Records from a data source
───

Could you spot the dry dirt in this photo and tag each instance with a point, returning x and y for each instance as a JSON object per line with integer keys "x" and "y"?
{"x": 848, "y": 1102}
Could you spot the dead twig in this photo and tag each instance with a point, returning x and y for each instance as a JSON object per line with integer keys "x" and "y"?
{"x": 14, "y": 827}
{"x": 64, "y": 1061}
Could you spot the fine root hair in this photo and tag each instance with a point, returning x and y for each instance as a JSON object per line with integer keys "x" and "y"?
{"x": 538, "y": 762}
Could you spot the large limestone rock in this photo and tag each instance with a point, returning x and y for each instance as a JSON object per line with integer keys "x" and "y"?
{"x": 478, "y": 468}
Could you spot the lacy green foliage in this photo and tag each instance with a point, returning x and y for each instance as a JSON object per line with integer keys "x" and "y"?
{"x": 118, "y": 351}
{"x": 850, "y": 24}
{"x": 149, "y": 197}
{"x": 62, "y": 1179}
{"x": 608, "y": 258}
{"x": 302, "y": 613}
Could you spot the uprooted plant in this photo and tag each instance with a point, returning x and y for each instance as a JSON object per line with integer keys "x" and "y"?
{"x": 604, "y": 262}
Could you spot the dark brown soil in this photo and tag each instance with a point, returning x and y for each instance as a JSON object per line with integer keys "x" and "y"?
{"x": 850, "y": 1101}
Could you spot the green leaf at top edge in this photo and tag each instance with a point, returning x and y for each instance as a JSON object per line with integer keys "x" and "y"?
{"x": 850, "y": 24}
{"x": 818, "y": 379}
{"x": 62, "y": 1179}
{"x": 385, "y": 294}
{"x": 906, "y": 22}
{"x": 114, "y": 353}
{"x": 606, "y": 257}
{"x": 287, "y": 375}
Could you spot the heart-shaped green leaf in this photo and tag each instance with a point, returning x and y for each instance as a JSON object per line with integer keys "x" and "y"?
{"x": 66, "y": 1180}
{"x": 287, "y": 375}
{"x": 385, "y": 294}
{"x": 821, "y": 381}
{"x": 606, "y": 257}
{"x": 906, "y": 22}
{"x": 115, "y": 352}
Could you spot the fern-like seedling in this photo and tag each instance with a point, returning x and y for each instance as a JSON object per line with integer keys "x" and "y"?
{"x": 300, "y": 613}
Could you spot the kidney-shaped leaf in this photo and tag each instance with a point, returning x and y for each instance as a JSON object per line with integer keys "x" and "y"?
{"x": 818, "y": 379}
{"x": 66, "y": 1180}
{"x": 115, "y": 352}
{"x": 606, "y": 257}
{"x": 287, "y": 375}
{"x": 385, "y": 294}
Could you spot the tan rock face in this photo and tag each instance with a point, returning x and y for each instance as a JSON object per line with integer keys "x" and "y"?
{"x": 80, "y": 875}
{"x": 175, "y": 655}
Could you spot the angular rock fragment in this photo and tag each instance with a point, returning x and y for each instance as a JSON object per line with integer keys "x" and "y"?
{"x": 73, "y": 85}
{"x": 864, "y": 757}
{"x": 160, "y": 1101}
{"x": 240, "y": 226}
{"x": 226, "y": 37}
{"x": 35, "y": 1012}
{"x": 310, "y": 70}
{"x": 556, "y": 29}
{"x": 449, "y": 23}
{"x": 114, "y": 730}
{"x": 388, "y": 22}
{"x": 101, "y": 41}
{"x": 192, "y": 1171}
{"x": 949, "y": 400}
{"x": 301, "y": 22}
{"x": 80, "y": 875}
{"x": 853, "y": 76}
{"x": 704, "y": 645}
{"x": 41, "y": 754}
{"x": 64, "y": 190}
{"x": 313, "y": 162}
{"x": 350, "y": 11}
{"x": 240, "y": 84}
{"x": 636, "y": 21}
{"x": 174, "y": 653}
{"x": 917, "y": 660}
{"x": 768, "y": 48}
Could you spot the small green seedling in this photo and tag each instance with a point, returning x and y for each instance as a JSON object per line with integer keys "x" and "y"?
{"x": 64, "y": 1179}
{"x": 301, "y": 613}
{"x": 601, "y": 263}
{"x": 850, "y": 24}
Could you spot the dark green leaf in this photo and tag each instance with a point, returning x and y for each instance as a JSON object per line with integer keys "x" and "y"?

───

WHAT IS EXPECTED:
Every entry should be retyped exactly as shown.

SOLUTION FOR THIS TASK:
Could you spot the dry dirt in this photo and tag each instance with a point, returning x and y for each instance as a JSON object per line with integer keys "x" and "y"?
{"x": 848, "y": 1102}
Could you spot the dead twig in this photo and tag each instance with a point, returning x and y for each instance as a JSON object per line with integer keys "x" and "y"?
{"x": 14, "y": 827}
{"x": 64, "y": 1061}
Could you spot the fine root hair in this photo and tag each instance with a point, returning x and y for each instance as a JSON object per line with integer keys "x" and "y"?
{"x": 538, "y": 762}
Could you spot the large limestone rock in this photo and tag each instance with a point, returning x and y for each instance as a JSON object per line with integer keys "x" and "y"?
{"x": 478, "y": 468}
Could you spot the lacy green foliage in this photo and tag each instance with a point, returning x and y for each instance as a JSON object per line with integer keys "x" and "y"?
{"x": 118, "y": 351}
{"x": 850, "y": 24}
{"x": 149, "y": 197}
{"x": 62, "y": 1179}
{"x": 608, "y": 258}
{"x": 302, "y": 613}
Could you spot the uprooted plant in this photo and tag each instance with a point, returning x and y for each instance as a JSON object per line with integer keys "x" and "y"?
{"x": 604, "y": 262}
Could you spot the dark brown soil in this photo and tag each instance with a point, returning x and y for each instance as a JSON object per line with integer keys "x" and "y"?
{"x": 850, "y": 1101}
Could you spot the green leaf at top edge in this photo and tag each instance with a point, returning x and y for each instance as a JSON object per line with integer keys "x" and "y"?
{"x": 850, "y": 24}
{"x": 818, "y": 379}
{"x": 62, "y": 1179}
{"x": 385, "y": 294}
{"x": 906, "y": 22}
{"x": 114, "y": 353}
{"x": 606, "y": 257}
{"x": 287, "y": 375}
Could you spot the heart-shaped green leaf in this photo and tag each instance with a point, returning x and y for each instance as a JSON object per line with integer keys "x" and "y"?
{"x": 66, "y": 1180}
{"x": 287, "y": 375}
{"x": 385, "y": 294}
{"x": 821, "y": 381}
{"x": 606, "y": 257}
{"x": 906, "y": 22}
{"x": 115, "y": 352}
Could you spot the fern-like seedling in this photo and tag each instance with a point, returning x and y for each instance as a JSON object per line with integer keys "x" and "y"?
{"x": 300, "y": 613}
Could you spot the kidney-shaped leaf in this photo and tag each instance with a point, returning x and y for each instance as a JSON object per line with integer keys "x" and "y"?
{"x": 818, "y": 379}
{"x": 66, "y": 1180}
{"x": 115, "y": 352}
{"x": 606, "y": 257}
{"x": 287, "y": 375}
{"x": 385, "y": 294}
Could you spot the tan rock face in this photo and tag each instance with a point, returning x and y for each instance as a JSON object per line with integer keys "x" and "y"?
{"x": 80, "y": 875}
{"x": 175, "y": 655}
Could you spot the angular rock fragment in this photo and tag each instance with a point, returning x and y for each instance as a JSON object per line with integer keys "x" and "y"?
{"x": 73, "y": 85}
{"x": 864, "y": 757}
{"x": 160, "y": 1101}
{"x": 240, "y": 226}
{"x": 226, "y": 37}
{"x": 35, "y": 1012}
{"x": 310, "y": 70}
{"x": 556, "y": 29}
{"x": 449, "y": 23}
{"x": 114, "y": 730}
{"x": 388, "y": 22}
{"x": 101, "y": 41}
{"x": 192, "y": 1171}
{"x": 949, "y": 400}
{"x": 301, "y": 22}
{"x": 80, "y": 875}
{"x": 853, "y": 76}
{"x": 704, "y": 645}
{"x": 41, "y": 754}
{"x": 64, "y": 190}
{"x": 313, "y": 162}
{"x": 350, "y": 11}
{"x": 240, "y": 84}
{"x": 636, "y": 21}
{"x": 174, "y": 653}
{"x": 917, "y": 660}
{"x": 768, "y": 48}
Could you spot the small green seedling in this photo and tag each instance with a point, returning x and y for each instance as a JSON object per line with integer keys "x" and "y"?
{"x": 64, "y": 1179}
{"x": 301, "y": 613}
{"x": 601, "y": 263}
{"x": 850, "y": 24}
Could you spot the dark green leaf in this photo and tag each instance with a point, returning x and y for each instance as a JSON object per line with integer keys "x" and "y"?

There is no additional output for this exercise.